Saved entries
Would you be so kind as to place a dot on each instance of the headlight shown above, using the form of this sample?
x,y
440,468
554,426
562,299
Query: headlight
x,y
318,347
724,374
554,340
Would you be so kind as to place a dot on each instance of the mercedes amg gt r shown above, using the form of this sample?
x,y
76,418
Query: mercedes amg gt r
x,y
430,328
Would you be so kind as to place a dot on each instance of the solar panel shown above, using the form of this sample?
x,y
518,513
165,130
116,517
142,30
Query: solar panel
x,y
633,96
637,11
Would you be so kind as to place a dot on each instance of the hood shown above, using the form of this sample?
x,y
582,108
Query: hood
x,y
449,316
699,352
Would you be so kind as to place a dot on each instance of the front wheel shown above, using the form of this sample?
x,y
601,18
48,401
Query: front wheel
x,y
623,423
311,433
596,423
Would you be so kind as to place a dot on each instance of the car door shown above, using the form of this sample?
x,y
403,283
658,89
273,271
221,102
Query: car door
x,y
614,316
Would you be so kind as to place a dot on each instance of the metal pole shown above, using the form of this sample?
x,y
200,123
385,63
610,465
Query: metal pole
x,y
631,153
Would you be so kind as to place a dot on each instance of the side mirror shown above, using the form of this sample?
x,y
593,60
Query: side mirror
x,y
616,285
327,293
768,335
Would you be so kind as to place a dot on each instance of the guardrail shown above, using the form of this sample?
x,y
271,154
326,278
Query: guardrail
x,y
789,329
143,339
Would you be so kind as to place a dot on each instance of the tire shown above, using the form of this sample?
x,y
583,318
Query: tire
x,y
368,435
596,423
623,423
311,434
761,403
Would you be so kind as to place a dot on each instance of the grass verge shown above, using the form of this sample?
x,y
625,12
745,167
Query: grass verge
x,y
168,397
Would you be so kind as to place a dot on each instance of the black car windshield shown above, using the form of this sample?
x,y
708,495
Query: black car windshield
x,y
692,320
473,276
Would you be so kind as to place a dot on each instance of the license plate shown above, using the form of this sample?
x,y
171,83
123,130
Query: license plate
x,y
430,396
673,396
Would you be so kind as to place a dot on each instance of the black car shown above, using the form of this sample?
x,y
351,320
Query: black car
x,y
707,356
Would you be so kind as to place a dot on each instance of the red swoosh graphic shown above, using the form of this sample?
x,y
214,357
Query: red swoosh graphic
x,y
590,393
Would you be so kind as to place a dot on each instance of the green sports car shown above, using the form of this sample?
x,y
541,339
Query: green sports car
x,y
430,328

■ Brief ■
Exactly the lines from the one containing "of the grass" through the final line of the records above are needed, copied word for word.

■ Answer ■
Would you be so kind as to place a dot on each instance of the grass verge shown above, using the form of this sample?
x,y
625,12
745,167
Query: grass verge
x,y
168,397
Would you be so kind as to place a dot on each instance of the black car windshield shown above, using the form of this sample?
x,y
708,495
Query: black car windshield
x,y
692,320
473,276
Would you be so kind as to place a dot on each instance of the license plate shown above, using the form of this sample?
x,y
171,83
123,130
Query: license plate
x,y
430,396
673,396
Would you be so kind as to place a dot on each instance of the black car shown above, using the form of this sample?
x,y
351,320
Query: black car
x,y
707,356
Would you be so kind as to place a dot on each instance of the red swoosh graphic shown above, using the form of this sample?
x,y
214,357
Query: red swoosh graphic
x,y
590,393
Would you be so kind as to place a dot on each instance of the green sports car shown above, using the form of this sample?
x,y
541,339
Query: green sports car
x,y
430,328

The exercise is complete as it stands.